* YOUR INSTRUCTIONS *
Add 75 to every coordinate value in the answers, and write out again all the lines from the one holding "If you could mark the pie pan" through the last line, inclusive, with the requests kept in place.

* PROVIDED RECORDS *
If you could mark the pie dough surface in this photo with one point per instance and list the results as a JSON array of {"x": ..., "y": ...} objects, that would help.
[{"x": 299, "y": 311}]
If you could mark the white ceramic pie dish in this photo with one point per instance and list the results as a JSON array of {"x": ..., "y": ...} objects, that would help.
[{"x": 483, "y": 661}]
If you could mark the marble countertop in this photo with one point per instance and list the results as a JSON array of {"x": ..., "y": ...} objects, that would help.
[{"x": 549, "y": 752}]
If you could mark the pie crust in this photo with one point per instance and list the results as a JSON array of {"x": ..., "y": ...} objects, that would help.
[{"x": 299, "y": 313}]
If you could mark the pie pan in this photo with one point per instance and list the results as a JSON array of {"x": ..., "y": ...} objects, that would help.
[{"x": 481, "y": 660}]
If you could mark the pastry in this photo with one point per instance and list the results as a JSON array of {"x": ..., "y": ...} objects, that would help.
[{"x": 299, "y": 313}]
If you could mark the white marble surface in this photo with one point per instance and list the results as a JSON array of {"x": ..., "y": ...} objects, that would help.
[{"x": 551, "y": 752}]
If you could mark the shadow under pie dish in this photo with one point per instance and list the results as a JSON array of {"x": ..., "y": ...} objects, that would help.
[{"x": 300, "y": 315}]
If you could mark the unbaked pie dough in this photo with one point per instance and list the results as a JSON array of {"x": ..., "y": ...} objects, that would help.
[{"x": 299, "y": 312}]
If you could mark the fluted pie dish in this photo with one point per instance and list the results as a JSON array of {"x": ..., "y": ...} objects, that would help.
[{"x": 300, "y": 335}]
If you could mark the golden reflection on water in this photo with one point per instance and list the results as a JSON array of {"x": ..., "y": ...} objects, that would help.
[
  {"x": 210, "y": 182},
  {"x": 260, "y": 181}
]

* FINAL RESULT *
If you could mark the pie pan in this photo with one point per instance and list the results as a JSON array of {"x": ..., "y": ...} objects, that would help.
[{"x": 556, "y": 735}]
If you could mark the pastry in this photo with one point per instance and list the results as a JSON array of {"x": ..., "y": ...} objects, that would help.
[{"x": 374, "y": 388}]
If you could mark the white marble surface in this photo with one point per instance and list the results as a JSON array of {"x": ..., "y": ...} objects, that would help.
[{"x": 626, "y": 827}]
If you could mark the shadow under pie dish in this photo with one point per instance and list the results as a JSON array of {"x": ..., "y": ...} objects, that would help.
[{"x": 375, "y": 390}]
If you could mark the unbaked pie dough in this photo with one point per instance and list the results as a JSON array of {"x": ..., "y": ...} objects, that would help.
[{"x": 374, "y": 387}]
If you could mark the fluted pie dish in this photo with one point per instance and list the results as a JSON array of {"x": ..., "y": ...} objects, that would help.
[{"x": 375, "y": 410}]
If you could mark the golden reflection on water in this photo with one point per instance and list the results as a JSON array of {"x": ..., "y": ...} objects, that would help.
[
  {"x": 285, "y": 257},
  {"x": 335, "y": 256}
]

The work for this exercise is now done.